┌─ Excerpted passage

As we see here, our sample estimate is somewhat close to the true data values, but there are some underestimates and overestimates. We suspect this is due to the fact that being legendary affects different attributes differently, and when two types mix, they do not affect each attribute equally.

Let us compare the distribution of different attributes from the posterior sample and from the data:

In [None]:
f, ax = plt.subplots(nrows=3, ncols=2, figsize=(12, 10))
tdf = pd.DataFrame(samp['att'].reshape(-1, 6))
for i in range(3):
    for j in range(2):
        tdf.iloc[:, 2 * i + j].sample(10000).plot.kde(xlim=(0, 200), 
                                        title=labels[2 * i + j], 
                                        ax=ax[i, j])
tdf = pd.DataFrame(df[labels])
for i in range(3):
    for j in range(2):
        tdf.iloc[:, 2 * i + j].plot.kde(xlim=(0, 200), 
                                        title=labels[2 * i + j],
                                        ax=ax[i, j], color='red')
tdf = pd.DataFrame(df.query('Legendary == False')[labels])
for i in range(3):
    for j in range(2):
        tdf.iloc[:, 2 * i + j].plot.kde(xlim=(0, 200), 
                                        title=labels[2 * i + j],
                                        ax=ax[i, j], color='green')
plt.show()

There are still some imperfections about this model, for example it does not fit the peaks of some attributes very well.

One of the easiest inferences we can make is about the bonus of being "Legendary":

In [None]:
pm.plot_posterior(trace, varnames=['amp'])

└─
┌─ Given information

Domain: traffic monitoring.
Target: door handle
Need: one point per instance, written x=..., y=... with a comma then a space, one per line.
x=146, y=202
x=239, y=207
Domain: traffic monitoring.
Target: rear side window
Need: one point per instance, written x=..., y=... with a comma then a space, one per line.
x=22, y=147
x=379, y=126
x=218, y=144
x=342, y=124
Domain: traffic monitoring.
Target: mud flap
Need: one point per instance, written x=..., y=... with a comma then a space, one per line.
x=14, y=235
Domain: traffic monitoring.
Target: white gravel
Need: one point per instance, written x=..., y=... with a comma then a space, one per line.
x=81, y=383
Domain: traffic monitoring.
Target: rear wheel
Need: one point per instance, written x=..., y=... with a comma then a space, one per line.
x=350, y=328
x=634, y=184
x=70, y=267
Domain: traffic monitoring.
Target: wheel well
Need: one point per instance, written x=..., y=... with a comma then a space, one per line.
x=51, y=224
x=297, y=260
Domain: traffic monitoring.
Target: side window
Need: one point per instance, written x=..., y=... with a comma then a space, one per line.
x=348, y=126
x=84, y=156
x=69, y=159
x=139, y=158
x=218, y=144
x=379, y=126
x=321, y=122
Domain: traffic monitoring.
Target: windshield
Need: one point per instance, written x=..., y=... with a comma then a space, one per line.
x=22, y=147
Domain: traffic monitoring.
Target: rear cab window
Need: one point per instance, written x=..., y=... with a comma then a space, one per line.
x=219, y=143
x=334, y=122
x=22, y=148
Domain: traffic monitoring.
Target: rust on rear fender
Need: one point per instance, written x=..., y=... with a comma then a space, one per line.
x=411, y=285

└─

Carry on the notebook excerpt about the posterior model of attributes and the "Legendary" bonus, starting right after its final line.

Task result |
According to our model, legendary Pokemons are expected to be 1.434 times stronger than an ordinary Pokemon. The 95% credible interval of the multiplier is (1.367, 1.494). This is a reasonable estimate given the scatterplot of total attribute points versus legendary status, however from the scatterplot we can also see that being "legendary" is clearly not equal to receiving a flat bonus across the broad. A legendary Pokemon might only receive bonus in a few attributes and not at all in others. This is a limitation of our current model. However, due to the small number of legendary Pokemons, we might not be able to infer the **true** "legendary generating algorithm".

One interesting observation from the posterior is that not all types affect the attributes equally. We plot the distribution and relative mean of the mixture weight variables $w_{type_i}$:

In [None]:
f, ax = plt.subplots(figsize=(12, 6))
pd.DataFrame(trace['w'], columns=cata1.categories).plot.kde(ax=ax)

In [None]:
(pd.DataFrame(trace['w'], columns=cata1.categories).mean() - 1).plot.bar()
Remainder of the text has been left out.